_Исходный текст_:
"""

В огне революции - страница 17
На Спиридонову Гершуни произвел сильное впечатление: „Для его обрисовки не находится подходящих слов. Все наши слова однобоки, узки, выражают с большой неточностью и бедностью ту или иную черту из богатства человеческой психики…. Он был талантлив не только в работе… – но и в самой жизни; в интимно-душевной минутке ее сказывалась та же полноценность и многоценность способности. Любовь к жизни, к счастью и радости была в нем, страстном и полном сил человеке, совсем языческой. Поражала его энергия. Она была необъятна, всегда действенна и необыкновенно заразительна…Он был большим ловцом и господином людей. И господство его не было тираническим…В круг его влияния попадали почти все с ним соприкасавшиеся – одни, только любя и безмерно уважая его, другие, отдавая ему свою волю и душу, как ученики любимому учителю. Со слепым подчинением…“. Между Гершуни и Спиридоновой возникла тесная духовная связи, о которой впоследствии говорил И. 3. Штейнберг.
Гершуни, как до него Михаил Гоц[6], восстал против тактики эсеров-мак-сималистов, взорвавших дачу премьер-министра П.А. Столыпина, когда она была полна посторонних людей, ждавших приема для ходатайства за близких. Вместе с „бабушкой русской революции“ Е.К. Брешко-Брешков-ской решительно выступил и против тактики экспроприаций.

"""

_Предоставленные данные_:

"""

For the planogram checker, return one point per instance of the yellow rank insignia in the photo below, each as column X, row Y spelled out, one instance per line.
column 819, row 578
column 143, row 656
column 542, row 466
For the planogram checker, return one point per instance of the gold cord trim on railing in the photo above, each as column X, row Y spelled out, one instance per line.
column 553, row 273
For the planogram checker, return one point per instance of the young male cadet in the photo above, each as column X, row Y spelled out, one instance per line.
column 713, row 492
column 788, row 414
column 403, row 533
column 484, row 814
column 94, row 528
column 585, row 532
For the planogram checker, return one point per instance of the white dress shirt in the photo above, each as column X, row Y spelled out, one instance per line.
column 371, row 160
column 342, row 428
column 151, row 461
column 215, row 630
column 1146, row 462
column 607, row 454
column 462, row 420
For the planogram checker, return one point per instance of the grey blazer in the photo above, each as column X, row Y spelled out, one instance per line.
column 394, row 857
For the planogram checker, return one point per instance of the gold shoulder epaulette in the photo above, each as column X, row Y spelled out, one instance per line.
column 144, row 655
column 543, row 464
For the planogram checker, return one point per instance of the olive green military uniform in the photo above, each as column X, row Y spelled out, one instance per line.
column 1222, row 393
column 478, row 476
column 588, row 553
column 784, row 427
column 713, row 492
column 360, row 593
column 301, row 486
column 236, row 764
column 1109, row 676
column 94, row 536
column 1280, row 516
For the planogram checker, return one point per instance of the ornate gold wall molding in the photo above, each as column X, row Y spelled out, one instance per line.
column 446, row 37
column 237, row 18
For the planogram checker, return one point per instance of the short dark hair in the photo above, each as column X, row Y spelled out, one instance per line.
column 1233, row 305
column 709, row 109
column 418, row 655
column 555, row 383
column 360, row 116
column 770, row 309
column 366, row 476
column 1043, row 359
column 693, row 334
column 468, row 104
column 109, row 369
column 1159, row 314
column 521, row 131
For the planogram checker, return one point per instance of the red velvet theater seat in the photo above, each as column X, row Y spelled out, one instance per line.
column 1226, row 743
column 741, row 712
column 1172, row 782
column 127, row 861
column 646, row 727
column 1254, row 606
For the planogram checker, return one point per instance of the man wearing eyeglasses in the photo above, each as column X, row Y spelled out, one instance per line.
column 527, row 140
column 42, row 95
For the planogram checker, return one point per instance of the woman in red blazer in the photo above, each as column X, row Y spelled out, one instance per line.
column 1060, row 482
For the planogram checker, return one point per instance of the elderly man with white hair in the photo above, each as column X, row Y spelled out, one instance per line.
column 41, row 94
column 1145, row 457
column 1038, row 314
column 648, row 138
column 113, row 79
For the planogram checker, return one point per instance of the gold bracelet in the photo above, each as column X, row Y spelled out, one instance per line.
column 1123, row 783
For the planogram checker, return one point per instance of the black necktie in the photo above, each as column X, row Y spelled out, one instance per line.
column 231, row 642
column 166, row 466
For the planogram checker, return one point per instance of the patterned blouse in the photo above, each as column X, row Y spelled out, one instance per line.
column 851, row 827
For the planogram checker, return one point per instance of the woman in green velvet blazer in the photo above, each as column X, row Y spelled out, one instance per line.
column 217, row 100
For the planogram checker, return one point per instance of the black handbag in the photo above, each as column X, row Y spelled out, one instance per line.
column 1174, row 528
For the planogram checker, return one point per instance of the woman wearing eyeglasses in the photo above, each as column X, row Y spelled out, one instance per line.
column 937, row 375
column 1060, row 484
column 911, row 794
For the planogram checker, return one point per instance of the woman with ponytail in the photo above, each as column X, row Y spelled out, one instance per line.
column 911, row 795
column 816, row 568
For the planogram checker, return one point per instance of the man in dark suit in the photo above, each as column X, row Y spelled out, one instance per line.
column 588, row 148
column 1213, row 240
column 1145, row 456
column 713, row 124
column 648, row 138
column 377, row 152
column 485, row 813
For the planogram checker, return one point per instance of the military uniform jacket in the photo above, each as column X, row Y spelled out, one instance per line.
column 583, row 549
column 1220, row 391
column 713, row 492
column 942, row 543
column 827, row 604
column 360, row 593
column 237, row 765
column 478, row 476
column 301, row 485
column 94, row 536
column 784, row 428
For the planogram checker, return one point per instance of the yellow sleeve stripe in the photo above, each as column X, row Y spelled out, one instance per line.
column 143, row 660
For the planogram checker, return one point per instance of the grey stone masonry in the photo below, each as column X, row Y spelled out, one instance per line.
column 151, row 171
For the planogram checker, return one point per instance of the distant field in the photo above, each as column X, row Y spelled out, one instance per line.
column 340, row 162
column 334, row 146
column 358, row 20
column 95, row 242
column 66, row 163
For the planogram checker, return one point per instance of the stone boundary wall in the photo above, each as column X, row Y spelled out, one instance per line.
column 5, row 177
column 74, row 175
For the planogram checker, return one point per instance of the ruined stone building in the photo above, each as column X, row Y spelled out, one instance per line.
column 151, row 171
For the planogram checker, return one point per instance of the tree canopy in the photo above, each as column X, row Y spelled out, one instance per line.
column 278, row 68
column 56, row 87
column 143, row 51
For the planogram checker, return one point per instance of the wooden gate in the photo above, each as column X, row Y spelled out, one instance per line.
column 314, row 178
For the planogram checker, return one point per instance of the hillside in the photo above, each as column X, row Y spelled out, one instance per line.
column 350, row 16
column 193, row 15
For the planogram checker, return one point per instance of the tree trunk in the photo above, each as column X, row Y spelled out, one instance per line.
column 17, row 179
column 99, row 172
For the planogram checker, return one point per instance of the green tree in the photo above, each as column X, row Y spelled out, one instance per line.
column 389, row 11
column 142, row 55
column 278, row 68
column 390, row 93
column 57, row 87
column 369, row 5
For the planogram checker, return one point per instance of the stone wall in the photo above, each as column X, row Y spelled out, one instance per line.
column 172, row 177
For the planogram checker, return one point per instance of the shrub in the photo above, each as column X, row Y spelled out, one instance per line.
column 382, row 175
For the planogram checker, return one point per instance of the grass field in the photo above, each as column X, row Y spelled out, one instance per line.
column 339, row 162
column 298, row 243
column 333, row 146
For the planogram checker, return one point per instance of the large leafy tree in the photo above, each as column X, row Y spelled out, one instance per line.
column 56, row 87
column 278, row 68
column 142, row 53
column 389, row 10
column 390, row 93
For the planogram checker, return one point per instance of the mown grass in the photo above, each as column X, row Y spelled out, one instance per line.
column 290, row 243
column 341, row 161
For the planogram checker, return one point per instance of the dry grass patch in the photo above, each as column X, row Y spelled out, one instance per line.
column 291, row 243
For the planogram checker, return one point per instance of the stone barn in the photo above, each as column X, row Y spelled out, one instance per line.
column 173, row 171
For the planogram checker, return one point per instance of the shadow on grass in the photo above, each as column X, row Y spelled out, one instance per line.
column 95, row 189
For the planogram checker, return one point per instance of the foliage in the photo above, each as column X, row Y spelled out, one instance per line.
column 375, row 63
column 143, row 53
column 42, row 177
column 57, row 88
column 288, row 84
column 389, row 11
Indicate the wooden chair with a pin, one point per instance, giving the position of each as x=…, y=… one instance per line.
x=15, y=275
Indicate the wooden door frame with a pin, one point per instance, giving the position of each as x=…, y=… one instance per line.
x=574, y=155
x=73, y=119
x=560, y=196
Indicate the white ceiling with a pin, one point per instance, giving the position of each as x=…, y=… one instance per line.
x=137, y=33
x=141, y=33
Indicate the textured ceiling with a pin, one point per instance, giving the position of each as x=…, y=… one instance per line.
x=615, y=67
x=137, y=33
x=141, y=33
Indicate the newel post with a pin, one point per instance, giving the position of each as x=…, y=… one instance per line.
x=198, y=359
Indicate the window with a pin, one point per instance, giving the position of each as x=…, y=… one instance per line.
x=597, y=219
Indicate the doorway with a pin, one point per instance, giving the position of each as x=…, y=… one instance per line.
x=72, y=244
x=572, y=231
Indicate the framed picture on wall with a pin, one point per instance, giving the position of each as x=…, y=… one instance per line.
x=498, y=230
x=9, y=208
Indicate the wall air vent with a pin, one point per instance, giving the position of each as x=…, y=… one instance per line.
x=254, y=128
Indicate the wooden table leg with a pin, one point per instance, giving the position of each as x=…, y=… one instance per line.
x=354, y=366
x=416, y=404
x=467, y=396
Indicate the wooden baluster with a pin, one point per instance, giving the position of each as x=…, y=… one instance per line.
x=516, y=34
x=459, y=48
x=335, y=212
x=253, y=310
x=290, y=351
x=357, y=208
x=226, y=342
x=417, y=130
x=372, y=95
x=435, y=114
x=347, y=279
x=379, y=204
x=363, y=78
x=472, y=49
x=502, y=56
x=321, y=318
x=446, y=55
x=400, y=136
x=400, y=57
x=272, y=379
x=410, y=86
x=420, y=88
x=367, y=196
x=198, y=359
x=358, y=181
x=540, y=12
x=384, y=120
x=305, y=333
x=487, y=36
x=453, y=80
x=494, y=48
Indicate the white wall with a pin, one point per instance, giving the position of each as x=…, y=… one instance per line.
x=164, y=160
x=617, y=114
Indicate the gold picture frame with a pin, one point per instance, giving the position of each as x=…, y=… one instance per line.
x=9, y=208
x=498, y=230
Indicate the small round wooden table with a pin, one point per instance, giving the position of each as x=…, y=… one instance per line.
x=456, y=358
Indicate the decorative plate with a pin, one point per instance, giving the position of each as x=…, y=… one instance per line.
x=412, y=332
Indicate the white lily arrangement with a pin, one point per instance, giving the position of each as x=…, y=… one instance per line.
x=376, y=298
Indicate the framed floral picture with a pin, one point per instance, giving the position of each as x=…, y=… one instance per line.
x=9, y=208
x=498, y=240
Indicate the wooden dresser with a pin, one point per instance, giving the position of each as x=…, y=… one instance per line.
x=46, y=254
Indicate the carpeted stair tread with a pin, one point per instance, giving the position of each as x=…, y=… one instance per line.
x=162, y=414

"""

_Поставленная задача_:
Ответьте на вопросы по исходному тексту:
1. Какое качество Гершуни, по словам Спиридоновой, «поражало»?
2. Чью дачу взорвали эсеры-максималисты?
3. Против какой тактики Гершуни выступил вместе с «бабушкой русской революции»?

_Готовый ответ_:
1. Его энергия.
2. Дачу премьер-министра П. А. Столыпина.
3. Против тактики экспроприаций.